** QUÉ DEBES HACER **
a: Enumera los adjetivos con los que el texto sobre la oración contemplativa describe al Dios que nos inculcaron.
b: Prolonga el texto sobre la oración contemplativa a partir de su última oración.

──────── TEXTO DE ORIGEN ────────

La mitología griega es maestra en este proceso.
Desde estas proyecciones nos inculcaron un Dios severo, castigador, controlador y castrador. Justo lo opuesto de la vivencia y las enseñanzas de Jesús.

¿Cómo pudimos ser tan necios y tan ciegos?
¿Cómo pudimos mal interpretar el evangelio en un punto tan importante?

Tal vez fue parte del proceso de evolución de la conciencia humana. Dejemos atrás los sentimientos de culpas y las recriminaciones y abrámonos a lo nuevo.
La visión mística y contemplativa que está surgiendo en nuestra época está purificando todo esto y nos está introduciendo en una visión nueva, integradora, plena.
Esta visión afecta por supuesto también el tema de la oración.
Ya los místicos cristianos antiguos lo habían intuido.
El versículo inicial de nuestro texto: “les enseñó con una parábola que era necesario orar siempre sin desanimarse” fue tomado como puntapié para la oración contemplativa.
¿Se puede vivir siempre en estado de oración?
Los monjes iban al desierto para buscar una respuesta. Una de las respuestas más contundentes y efectivas fue la “oración esicasta”: la repetición del nombre de Jesús asociada al ritmo de la respiración. Asociando la frase “Jesús, Hijo de Dios, ten piedad de mi pecador” al respirar, el monje lograba una oración perenne.

──────── DATOS PROPORCIONADOS ────────

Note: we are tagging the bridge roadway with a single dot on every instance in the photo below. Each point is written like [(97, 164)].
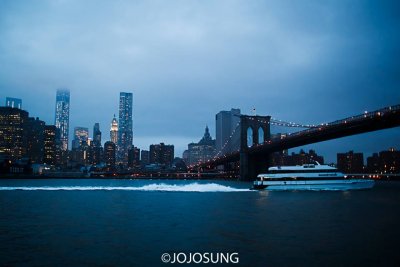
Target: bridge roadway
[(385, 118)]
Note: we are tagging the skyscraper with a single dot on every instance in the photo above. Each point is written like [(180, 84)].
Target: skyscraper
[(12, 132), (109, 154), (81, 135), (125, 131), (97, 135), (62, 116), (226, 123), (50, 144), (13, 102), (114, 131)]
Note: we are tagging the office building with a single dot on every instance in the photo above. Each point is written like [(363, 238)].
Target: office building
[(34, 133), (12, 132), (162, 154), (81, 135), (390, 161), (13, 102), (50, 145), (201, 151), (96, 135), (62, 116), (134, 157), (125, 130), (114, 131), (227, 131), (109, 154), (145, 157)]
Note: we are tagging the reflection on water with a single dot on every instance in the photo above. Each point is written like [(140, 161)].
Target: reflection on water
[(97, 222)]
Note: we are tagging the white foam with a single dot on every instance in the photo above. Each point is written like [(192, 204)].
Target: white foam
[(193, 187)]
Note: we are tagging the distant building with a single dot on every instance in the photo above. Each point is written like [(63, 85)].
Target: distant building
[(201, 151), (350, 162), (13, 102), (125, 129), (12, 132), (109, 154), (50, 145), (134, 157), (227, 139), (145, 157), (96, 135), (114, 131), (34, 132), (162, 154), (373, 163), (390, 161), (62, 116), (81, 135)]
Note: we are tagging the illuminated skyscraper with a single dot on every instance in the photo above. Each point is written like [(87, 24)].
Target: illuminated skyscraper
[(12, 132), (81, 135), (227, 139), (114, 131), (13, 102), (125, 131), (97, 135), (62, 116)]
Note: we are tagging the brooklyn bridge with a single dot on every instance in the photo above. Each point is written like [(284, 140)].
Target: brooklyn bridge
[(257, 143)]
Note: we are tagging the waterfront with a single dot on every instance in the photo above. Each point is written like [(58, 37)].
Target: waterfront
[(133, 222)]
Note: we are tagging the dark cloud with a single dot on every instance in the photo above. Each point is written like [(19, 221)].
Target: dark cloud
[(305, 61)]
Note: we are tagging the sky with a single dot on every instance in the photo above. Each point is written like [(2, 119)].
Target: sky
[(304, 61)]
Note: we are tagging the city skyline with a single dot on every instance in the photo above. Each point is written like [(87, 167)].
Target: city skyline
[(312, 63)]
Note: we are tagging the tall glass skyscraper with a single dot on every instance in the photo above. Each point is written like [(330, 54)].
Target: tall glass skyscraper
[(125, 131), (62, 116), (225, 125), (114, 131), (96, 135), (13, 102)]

────────
──────── DATOS PROPORCIONADOS ────────

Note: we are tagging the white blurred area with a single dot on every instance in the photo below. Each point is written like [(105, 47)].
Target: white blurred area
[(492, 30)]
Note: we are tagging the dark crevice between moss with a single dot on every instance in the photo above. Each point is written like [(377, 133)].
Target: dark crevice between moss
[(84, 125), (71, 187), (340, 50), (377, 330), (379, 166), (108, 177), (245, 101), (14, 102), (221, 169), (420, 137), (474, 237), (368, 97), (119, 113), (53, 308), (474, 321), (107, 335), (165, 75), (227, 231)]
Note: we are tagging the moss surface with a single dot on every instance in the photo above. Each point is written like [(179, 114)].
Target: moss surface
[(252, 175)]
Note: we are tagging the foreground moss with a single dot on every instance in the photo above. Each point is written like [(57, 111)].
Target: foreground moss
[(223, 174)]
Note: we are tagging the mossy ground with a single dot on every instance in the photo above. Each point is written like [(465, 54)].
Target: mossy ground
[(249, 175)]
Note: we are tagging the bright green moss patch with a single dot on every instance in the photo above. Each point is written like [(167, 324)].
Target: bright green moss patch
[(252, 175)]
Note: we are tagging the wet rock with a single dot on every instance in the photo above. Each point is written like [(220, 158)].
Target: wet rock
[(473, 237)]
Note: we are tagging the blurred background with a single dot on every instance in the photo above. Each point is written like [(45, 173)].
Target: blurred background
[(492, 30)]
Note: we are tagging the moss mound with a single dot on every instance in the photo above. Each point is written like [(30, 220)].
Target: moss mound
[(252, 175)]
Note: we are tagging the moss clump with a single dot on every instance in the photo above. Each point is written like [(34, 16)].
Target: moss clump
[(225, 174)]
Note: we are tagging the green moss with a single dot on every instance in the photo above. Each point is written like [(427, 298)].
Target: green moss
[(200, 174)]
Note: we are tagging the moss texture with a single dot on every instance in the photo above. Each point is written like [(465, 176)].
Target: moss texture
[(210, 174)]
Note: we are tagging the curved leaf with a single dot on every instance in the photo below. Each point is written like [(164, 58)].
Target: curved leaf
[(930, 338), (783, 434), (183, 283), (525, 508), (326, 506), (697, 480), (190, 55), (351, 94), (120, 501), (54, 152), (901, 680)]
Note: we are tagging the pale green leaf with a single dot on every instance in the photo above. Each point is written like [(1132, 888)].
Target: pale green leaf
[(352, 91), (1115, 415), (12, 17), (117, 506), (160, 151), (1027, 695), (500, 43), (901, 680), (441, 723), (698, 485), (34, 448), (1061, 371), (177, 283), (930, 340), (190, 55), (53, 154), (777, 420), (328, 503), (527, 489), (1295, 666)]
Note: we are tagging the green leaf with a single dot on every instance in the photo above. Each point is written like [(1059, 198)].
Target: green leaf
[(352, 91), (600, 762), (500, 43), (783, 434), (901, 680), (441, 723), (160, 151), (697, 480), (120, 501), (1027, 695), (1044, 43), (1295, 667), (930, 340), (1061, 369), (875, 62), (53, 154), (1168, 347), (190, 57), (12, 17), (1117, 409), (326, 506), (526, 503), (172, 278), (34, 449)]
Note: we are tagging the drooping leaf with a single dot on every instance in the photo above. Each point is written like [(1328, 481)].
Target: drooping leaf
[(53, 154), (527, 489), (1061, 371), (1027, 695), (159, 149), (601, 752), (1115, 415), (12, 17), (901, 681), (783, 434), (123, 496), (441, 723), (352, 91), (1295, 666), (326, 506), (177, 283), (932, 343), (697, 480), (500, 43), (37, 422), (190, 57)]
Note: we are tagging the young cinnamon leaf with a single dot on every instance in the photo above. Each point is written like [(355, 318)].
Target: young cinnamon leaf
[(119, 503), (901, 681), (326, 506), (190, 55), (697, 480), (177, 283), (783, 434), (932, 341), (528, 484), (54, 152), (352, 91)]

────────
──────── DATOS PROPORCIONADOS ────────

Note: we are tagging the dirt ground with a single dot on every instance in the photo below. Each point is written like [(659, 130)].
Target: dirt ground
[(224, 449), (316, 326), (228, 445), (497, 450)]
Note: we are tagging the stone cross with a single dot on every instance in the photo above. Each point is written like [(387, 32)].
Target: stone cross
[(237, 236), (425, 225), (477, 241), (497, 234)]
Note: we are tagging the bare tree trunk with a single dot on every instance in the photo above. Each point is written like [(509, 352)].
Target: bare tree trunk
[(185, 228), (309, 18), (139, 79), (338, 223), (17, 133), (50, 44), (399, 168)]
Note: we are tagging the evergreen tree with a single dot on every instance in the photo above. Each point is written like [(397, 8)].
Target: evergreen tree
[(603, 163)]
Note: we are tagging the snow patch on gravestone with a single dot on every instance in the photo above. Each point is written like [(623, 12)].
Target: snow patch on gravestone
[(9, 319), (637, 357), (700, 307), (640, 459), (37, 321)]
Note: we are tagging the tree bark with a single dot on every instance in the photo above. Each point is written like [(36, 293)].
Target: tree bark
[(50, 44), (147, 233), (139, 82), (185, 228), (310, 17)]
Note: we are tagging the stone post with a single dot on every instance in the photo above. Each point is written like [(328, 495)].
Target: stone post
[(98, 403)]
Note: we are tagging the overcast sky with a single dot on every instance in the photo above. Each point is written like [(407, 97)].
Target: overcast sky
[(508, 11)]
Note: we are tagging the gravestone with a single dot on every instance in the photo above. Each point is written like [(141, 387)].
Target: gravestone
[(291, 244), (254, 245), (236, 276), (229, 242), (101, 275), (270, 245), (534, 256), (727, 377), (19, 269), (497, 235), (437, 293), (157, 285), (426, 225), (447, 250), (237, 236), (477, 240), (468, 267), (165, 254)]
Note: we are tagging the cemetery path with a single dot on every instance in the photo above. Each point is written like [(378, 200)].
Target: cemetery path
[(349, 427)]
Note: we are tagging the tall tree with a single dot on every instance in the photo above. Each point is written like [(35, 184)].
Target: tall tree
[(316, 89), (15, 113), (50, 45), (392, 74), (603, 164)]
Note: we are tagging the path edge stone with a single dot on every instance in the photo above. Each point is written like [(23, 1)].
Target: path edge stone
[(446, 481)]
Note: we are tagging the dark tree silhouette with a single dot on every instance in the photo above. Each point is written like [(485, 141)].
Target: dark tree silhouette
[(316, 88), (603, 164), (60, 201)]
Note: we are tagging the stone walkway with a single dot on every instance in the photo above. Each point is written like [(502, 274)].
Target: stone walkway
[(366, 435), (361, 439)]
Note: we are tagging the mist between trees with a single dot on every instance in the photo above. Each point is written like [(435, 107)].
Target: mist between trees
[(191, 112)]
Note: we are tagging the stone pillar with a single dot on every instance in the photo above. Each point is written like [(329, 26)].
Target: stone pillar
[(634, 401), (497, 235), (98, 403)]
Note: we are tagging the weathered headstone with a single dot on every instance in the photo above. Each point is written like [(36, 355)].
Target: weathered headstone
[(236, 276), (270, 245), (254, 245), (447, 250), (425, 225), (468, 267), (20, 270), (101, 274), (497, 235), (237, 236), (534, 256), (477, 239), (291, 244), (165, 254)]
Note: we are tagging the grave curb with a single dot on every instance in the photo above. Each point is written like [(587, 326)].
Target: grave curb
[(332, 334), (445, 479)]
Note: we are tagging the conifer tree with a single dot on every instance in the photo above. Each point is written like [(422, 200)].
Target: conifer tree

────────

** RESPUESTAS **
a: severo, castigador, controlador, castrador

b:
El maravilloso librito “Relato de un peregrino ruso” cuenta justamente esta búsqueda y esta experiencia.

¿Para nosotros hoy que puede significar?
¿Cómo vivir en estado continuo de oración?

La oración es vivir en estado de presencia y la presencia no puede ser mental. La mente nunca está verdaderamente presente, porque la mente deambula en el pasado y en el futuro. El estado de presencia es el estado del observador de la mente. El estado del Ser y del Silencio interior.
Ser y Silencio interior se anclan en la plenitud. Estando presentes – siendo conscientes del aquí y del ahora – nos descubrimos Uno con Dios, nos descubrimos plenitud. Descubrimos que ya somos lo que andamos buscando con tanto ahínco.

¿La plenitud puede desear o pedir algo?
Sin duda que no. A la plenitud – ¡como al vacío! – no le falta nada. Por eso que desde este estado de conexión consciente con nuestra esencia la oración se convierte en pura contemplación, puro silencio, puro agradecimiento.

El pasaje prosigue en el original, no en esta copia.